Dressez la liste de tout le matériel dont sont équipés les ornithologues et les amateurs de photographie d'après le texte sur la migration des grues cendrées au lac du Der.

#### Extrait du document:
----
ÉVASION/HAUTE-MARNE. La migration des grues cendrées et de nombreuses autres espèces d’oiseaux au lac du Der, près de Saint-Dizier (Haute-Marne), génère une activité touristique singulière. Des ornithologues amateurs de la France entière et d’Europe du nord viennent observer les colonies d’oiseaux qui y font escale par milliers. Découverte avec Gérard Rolin, guide ornithologue.


Chaque automne, ils sont des centaines plantés au bord du lac du Der en Champagne (Haute-Marne) des heures durant, à braver le vent et parfois la pluie, pour observer la migration des grues cendrées. Le moment à ne pas manquer est le lever du soleil, par temps clair. L’envol des oiseaux fait le régal des ornithologues et des amateurs de photographie, les uns comme les autres équipés de longues lunettes de vision et de lourds zooms, posés sur d’indispensables pieds.
La grue cendrée, l’un des plus grands oiseaux d’Europe avec ses deux mètres d’envergue, vient là pour faire une pause nocturne dans sa longue migration des pays d’Europe du nord où elle passe l’été, vers le Sud principalement l’Espagne. Sur une saison, les comptages faits par la Ligue de protection des Oiseaux (LPO) Champagne-Ardenne évaluent les colonies d’oiseaux à y faire escale à environ 250.000.
----
#### Matériel fourni:

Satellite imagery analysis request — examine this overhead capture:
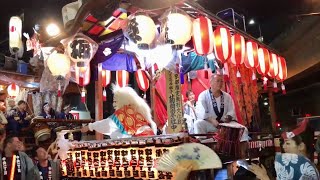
----
#### Résultat:
- longues lunettes de vision
- lourds zooms
- pieds